TASKS TO PERFORM —
A. Decide whether each statement below agrees with the article on Treasury yields. For each, answer yes or no and quote the words of the article that settle it.
(i) The 10-year yield reached 5.02%, its highest level since 2007.
(ii) Dealers expect the outstanding debt to grow by about $1 trillion in 2024.
(iii) The financing plans for the November-to-January period were announced in August.
B. In the article on Treasury yields, rewrite the stretch from "Chattanooga Times Free" through "current interest rates.", swapping "investors" for "traders" throughout.
C. Carry on the article on Treasury yields from its final sentence.

--- SOURCE EXTRACT ---

Chattanooga Times Free Press

Treasury 10-year yield breaches 5%

- BY GARFIELD REYNOLDS, RUTH CARSON, JAMES HIRAI

Treasuries rallied, bouncing back from a slide that took the 10-year Treasury yield beyond 5% for the first time in 16 years, as investors start to question whether the economy can withstand current interest rates.

The yield rose as much as 11 basis points to 5.02%, the highest since 2007, before erasing its increase and falling as low as 4.83%. It climbed from below 4% as recently as Aug. 10 as investors embraced the view that the Federal Reserve will keep its policy rate elevated indefinite­ly, until inflation returns to its 2% target.

Also, bond investors are being asked to buy increasing quantities of Treasury notes and bonds. The U.S. budget deficit has grown, in part because of rising interest costs. At the same time, the Fed isn’t replacing all of the Treasuries on its balance sheet as they mature.

Dealers estimate that the outstandin­g debt will increase by $1.5 trillion to $2 trillion in 2024, vs about $1 trillion this year.

“Yields are rising because we are finally seeing supply come in,” Tom Tzitzouris, head of fixed income research at Strategas Research Partners said on Bloomberg Television Monday. Fed rate increases and balance-sheet reduction “is catching up with the bond market now.”

The U.S. Treasury increased the size of its quarterly bond sales for the first time in two and a half years in August and said further increases would likely be needed in future quarters. Financing plans for the November-to-January period are set to be announced on Nov. 1.

--- DATA EXCERPTS ---

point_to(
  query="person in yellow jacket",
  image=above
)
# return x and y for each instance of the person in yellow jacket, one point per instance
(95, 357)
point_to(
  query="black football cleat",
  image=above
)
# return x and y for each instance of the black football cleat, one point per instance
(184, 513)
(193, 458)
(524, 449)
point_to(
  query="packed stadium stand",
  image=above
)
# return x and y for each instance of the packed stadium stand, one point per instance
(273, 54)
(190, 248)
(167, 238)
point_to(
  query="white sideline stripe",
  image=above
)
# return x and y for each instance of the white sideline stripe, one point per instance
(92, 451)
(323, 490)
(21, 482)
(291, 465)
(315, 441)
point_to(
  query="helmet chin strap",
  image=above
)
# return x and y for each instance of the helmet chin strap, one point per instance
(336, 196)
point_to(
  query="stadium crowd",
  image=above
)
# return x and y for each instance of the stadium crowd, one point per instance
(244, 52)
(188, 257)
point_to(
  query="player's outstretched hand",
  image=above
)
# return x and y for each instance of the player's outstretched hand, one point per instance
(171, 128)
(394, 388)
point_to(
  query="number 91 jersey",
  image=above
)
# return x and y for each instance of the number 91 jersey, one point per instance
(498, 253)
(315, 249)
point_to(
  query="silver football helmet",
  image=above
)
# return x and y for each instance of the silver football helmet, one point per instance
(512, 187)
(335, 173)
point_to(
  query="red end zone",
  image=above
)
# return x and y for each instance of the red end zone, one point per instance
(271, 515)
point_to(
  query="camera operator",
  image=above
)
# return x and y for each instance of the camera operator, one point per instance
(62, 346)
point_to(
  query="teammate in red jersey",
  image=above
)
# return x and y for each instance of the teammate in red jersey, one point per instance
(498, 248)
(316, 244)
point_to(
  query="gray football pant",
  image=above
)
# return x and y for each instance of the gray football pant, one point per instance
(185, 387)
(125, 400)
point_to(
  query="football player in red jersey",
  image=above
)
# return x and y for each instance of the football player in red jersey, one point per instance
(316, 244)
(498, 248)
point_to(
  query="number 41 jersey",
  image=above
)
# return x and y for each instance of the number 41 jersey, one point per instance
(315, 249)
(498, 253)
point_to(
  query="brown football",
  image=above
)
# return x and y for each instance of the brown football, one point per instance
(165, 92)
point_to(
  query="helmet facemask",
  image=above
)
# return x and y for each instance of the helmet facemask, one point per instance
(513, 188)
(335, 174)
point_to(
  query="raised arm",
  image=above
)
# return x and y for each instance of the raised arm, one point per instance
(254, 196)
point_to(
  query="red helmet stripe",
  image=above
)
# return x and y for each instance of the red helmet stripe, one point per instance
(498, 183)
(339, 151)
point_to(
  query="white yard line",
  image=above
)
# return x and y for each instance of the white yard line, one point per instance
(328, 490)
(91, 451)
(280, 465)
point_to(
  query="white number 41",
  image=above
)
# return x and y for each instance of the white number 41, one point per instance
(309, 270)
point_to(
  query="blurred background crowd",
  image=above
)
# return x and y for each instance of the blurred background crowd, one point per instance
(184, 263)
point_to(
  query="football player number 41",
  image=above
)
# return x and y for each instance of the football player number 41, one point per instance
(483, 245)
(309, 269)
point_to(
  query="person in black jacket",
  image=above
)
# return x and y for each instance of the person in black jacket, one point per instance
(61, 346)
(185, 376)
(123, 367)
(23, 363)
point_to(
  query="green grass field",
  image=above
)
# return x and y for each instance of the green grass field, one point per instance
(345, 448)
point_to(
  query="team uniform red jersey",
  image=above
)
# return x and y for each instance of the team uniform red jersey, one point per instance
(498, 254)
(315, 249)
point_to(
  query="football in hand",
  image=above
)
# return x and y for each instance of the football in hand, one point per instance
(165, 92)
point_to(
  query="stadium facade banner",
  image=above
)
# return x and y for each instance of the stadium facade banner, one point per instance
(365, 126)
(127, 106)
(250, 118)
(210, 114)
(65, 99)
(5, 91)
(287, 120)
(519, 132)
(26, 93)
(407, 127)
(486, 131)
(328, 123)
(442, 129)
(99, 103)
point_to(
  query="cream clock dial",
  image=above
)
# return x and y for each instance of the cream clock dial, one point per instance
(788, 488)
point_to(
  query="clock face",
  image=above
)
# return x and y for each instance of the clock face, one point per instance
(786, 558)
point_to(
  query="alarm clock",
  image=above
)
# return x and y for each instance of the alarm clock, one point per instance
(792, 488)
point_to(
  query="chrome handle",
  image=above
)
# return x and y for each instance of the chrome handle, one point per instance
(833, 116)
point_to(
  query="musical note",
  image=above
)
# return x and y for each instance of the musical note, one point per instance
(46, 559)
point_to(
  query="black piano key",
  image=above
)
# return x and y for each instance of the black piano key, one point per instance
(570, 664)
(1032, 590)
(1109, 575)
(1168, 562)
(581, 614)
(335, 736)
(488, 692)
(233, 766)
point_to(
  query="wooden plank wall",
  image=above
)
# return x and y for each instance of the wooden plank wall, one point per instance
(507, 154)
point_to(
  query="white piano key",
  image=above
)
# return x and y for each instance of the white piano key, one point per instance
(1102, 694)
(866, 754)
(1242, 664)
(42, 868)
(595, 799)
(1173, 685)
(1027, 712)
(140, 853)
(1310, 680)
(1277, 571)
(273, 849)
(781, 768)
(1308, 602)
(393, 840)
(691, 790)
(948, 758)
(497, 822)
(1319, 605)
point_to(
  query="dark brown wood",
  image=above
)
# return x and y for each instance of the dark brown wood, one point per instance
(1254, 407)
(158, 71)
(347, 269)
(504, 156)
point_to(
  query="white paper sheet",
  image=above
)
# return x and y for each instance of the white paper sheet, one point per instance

---

EXERCISE RESPONSES —
A.
(i) Yes: "The yield rose as much as 11 basis points to 5.02%, the highest since 2007"
(ii) No: "will increase by $1.5 trillion to $2 trillion in 2024, vs about $1 trillion this year"
(iii) No: "Financing plans for the November-to-January period are set to be announced on Nov. 1."

B.
Chattanooga Times Free Press

Treasury 10-year yield breaches 5%

- BY GARFIELD REYNOLDS, RUTH CARSON, JAMES HIRAI

Treasuries rallied, bouncing back from a slide that took the 10-year Treasury yield beyond 5% for the first time in 16 years, as traders start to question whether the economy can withstand current interest rates.

C.
Yields haven’t been this high since the era that preceded the Fed’s experiment with unconventi­onal policies — near-zero benchmark rates and quantitati­ve easing — aimed at shoring up an economy that had been rocked by the sub-prime mortgage crisis and collapse of Lehman Brothers. Those policies were implemente­d on and off for 15 years until the pandemic, and the wave of government spending it triggered, fueled an inflation surge that forced policy makers to raise rates closer to the norm seen for decades.

The Treasury market is the world’s biggest bond market, and Treasury yields are considered risk-free rates of return for the purposes of comparison with other investment opportunit­ies. The rise in yields translates into higher borrowing costs for households, businesses and government­s in the U.S. and abroad.

The rise in yields has humbled the giants of the financial world, some of whom predicted that 2023 would prove to be the “year of the bond.” The 10-year yield began this year at around 3.90%, and most Wall Street firms expected that it would decline as the Fed rate increases that began in March 2022 took their toll on the economy and brought inflation to heel. Among major dealers, Goldman Sachs had the most bearish forecast, calling for a year-end level of 4.3%.

More recently, disdain for bonds has been powerful enough to offset haven flows into U.S. debt as the Israel-Hamas war threatened to devolve into a broader Middle East crisis.

For some, 10-year yields at 5% appeared stretched in light of the threat they pose to economic conditions and the potential for haven demand to reemerge.

Billionair­e investor Bill Ackman said he covered a short bet on U.S. Treasuries, noting “there is too much risk in the world to remain short bonds at current longterm rates.” Strategist­s at

Wall Street banks including Goldman Sachs and Deutsche Bank said they expected the higher yields to draw buyers.

The selloff over the past two months has been led by long-dated bonds, which are more vulnerable to an extended period of elevated rates and robust growth. U.S. consumer prices advanced at a brisk pace for a second month in September, and economic data continues to point to a resilient economy.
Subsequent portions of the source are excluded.